Texte de la page ▸
───
Une charmante expression, « planter le saule », témoigne de l’action bienfaisante exercée graduellement par la civilisation chinoise sur les peuples qui l’entourent. Tandis que tant d’autres nations, se comparant avec orgueil à des bêtes féroces ou à des oiseaux rapaces, se vantent d’avoir déchiré des proies vivantes de leurs serres ou de leurs griffes, les Chinois rappellent doucement l’apport d’un arbre comme un emblème de leur culture et de l’élévation des mœurs qui en est la conséquence : le saule au feuillage argenté, que la Chine a choisi pour symbole, n’a rien qui puisse faire songer à la violence de la conquête ni aux ruses du commerce ; il ne parle que de paix, des charmes de la vie tranquille, et fait songer aux heureuses causeries par les beaux soirs d’automne.
───
Extrait de données ▸
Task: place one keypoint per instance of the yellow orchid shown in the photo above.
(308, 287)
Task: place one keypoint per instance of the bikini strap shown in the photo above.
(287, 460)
───
Consigne ▸
Pouvez-vous redonner le texte sur le saule en entier, mot pour mot ? Ce matériel n'a aucun lien avec le texte sur le saule.

Résultat attendu ▸
Une charmante expression, « planter le saule », témoigne de l’action bienfaisante exercée graduellement par la civilisation chinoise sur les peuples qui l’entourent. Tandis que tant d’autres nations, se comparant avec orgueil à des bêtes féroces ou à des oiseaux rapaces, se vantent d’avoir déchiré des proies vivantes de leurs serres ou de leurs griffes, les Chinois rappellent doucement l’apport d’un arbre comme un emblème de leur culture et de l’élévation des mœurs qui en est la conséquence : le saule au feuillage argenté, que la Chine a choisi pour symbole, n’a rien qui puisse faire songer à la violence de la conquête ni aux ruses du commerce ; il ne parle que de paix, des charmes de la vie tranquille, et fait songer aux heureuses causeries par les beaux soirs d’automne.